------ SOURCE RECORDS ------

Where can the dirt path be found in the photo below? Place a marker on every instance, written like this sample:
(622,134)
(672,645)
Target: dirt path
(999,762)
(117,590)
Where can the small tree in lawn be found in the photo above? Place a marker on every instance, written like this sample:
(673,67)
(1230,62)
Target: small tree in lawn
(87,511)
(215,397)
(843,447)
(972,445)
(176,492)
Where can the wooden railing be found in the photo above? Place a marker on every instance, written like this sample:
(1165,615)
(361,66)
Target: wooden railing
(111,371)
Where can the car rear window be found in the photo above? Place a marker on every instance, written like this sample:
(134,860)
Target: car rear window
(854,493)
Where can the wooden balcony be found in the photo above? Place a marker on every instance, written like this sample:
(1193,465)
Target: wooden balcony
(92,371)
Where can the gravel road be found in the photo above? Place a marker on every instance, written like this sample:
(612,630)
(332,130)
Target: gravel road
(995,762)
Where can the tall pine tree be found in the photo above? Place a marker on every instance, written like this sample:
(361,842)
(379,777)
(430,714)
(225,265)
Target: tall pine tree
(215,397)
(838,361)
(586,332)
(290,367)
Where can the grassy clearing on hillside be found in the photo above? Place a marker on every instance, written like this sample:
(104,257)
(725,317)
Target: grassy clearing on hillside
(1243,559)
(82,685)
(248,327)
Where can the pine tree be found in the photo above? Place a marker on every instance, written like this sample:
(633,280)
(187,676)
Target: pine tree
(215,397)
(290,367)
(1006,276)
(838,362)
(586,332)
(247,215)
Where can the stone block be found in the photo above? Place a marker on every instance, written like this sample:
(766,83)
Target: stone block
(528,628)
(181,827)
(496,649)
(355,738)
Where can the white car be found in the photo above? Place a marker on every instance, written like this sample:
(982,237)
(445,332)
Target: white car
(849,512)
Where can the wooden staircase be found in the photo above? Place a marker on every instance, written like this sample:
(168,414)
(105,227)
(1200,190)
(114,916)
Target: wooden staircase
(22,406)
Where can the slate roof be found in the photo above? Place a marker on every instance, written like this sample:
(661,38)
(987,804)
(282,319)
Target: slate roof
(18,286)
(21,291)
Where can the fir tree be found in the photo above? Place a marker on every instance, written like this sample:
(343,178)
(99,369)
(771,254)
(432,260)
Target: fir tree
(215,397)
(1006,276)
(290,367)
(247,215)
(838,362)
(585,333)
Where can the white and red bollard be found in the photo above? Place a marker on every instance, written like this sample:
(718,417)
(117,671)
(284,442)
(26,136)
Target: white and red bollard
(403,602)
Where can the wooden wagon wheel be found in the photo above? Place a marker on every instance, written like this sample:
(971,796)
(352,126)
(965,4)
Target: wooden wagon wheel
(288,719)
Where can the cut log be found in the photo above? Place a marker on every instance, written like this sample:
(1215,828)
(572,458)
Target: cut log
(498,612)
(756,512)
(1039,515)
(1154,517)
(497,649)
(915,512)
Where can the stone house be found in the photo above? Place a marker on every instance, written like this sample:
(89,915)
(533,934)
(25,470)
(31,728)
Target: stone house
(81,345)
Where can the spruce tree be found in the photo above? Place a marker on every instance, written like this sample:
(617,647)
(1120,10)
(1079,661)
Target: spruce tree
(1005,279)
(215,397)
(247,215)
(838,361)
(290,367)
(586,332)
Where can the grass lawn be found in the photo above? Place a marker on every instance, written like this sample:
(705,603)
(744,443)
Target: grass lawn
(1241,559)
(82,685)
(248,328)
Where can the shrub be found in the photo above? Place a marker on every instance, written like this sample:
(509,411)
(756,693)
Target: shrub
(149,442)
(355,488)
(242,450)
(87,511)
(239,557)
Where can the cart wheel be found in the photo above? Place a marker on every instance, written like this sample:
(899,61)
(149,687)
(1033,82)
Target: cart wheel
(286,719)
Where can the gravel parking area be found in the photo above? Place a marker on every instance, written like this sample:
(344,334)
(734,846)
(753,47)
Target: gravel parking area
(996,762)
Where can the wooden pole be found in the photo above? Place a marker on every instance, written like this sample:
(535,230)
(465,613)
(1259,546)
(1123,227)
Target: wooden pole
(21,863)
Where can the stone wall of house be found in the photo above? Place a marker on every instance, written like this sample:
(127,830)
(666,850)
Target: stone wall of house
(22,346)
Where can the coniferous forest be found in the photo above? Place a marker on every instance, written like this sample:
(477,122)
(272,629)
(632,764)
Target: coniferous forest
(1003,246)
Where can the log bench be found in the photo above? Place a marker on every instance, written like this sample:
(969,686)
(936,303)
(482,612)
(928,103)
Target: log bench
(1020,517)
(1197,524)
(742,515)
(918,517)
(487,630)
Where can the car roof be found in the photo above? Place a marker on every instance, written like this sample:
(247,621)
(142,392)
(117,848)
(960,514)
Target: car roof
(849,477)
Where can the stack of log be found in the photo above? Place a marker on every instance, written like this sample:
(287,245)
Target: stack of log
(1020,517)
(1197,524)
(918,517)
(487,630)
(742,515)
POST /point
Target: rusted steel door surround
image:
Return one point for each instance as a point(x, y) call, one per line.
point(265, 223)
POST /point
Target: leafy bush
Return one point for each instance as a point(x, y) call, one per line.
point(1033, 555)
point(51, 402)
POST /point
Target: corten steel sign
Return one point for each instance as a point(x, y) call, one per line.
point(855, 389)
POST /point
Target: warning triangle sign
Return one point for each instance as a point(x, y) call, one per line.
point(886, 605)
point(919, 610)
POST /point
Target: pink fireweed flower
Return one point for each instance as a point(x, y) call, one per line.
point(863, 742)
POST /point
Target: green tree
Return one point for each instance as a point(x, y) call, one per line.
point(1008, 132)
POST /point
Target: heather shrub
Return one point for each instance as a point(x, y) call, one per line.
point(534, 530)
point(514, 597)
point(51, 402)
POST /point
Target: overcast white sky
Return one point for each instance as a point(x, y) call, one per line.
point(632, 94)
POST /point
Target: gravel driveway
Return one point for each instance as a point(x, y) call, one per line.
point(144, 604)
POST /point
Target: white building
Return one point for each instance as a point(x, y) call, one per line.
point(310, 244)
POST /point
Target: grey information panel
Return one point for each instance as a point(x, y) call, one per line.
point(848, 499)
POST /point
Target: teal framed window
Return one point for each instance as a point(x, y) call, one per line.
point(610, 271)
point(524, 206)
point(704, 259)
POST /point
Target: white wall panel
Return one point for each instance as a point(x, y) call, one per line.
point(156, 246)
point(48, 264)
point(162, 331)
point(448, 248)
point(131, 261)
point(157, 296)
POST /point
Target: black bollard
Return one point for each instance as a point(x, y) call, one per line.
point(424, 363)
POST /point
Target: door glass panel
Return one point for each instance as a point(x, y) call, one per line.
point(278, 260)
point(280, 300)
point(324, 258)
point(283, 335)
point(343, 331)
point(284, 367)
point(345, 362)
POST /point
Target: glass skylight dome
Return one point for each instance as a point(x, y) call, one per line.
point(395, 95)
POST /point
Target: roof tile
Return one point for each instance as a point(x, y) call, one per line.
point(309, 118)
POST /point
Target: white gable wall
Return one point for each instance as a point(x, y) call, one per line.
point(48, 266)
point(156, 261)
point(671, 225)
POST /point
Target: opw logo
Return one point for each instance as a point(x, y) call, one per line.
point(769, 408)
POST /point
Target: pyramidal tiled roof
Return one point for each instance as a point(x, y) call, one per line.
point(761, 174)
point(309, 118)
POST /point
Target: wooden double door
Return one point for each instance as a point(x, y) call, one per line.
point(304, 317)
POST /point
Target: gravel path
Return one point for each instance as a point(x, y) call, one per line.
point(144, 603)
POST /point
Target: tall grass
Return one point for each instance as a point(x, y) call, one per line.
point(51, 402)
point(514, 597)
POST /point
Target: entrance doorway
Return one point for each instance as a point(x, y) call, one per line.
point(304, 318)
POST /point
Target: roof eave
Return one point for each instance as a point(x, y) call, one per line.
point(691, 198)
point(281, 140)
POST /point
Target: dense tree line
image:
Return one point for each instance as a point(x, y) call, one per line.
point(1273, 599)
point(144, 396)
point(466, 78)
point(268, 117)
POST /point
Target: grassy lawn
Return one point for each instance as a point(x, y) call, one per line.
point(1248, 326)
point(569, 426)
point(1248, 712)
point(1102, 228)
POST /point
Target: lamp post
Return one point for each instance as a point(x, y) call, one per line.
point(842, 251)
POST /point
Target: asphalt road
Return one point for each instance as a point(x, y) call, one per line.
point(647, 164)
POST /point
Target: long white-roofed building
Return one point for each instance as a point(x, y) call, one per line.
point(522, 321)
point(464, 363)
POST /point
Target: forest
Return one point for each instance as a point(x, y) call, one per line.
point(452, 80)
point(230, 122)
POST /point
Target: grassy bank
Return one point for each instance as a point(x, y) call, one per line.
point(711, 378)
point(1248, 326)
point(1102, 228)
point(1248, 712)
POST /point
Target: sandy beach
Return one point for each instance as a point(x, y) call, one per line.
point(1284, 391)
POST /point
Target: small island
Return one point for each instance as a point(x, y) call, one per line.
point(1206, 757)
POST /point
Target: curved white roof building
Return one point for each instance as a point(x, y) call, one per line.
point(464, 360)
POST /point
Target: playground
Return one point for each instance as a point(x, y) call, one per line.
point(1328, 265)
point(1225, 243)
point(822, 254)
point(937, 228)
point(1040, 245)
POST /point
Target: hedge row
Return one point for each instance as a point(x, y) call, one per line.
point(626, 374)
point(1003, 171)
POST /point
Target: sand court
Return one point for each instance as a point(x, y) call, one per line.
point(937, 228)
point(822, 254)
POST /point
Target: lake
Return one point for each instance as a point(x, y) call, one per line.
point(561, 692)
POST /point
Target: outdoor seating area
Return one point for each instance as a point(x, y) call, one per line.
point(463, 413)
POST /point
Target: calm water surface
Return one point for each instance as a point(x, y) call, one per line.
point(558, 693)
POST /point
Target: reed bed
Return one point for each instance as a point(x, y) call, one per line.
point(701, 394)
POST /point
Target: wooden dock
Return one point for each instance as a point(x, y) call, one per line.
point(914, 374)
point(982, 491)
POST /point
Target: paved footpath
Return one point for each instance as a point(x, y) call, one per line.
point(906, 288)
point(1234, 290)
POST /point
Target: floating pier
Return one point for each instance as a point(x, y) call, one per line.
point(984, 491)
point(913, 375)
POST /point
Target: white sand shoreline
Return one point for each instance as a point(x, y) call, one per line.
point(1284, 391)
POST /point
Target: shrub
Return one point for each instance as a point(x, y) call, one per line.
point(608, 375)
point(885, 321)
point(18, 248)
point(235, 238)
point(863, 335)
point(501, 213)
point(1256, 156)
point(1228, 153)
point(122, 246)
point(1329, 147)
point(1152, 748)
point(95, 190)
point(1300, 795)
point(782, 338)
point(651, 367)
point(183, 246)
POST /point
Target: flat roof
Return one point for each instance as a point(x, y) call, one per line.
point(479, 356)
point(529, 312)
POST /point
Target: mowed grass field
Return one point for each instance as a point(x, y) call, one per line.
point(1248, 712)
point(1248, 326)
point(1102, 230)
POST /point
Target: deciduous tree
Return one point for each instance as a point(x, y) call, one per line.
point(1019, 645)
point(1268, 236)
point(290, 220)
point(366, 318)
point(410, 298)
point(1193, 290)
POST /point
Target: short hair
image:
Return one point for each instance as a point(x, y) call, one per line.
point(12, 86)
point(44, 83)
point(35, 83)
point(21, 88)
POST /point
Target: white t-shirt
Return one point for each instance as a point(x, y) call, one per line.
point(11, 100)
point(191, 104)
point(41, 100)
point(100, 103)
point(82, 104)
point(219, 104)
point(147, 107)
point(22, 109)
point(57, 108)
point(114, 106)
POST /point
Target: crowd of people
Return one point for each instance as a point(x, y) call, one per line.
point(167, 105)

------

# WRITTEN INSTRUCTION
Please report every line in the rows above that contains the string "grassy", giving each line in full.

# SOLUTION TO THE PROBLEM
Where can the grassy clearing on hillside be found in the photo above? Place a marker on every instance, written like this sample:
Target: grassy clearing on hillside
Target: grassy lawn
Target: grassy bank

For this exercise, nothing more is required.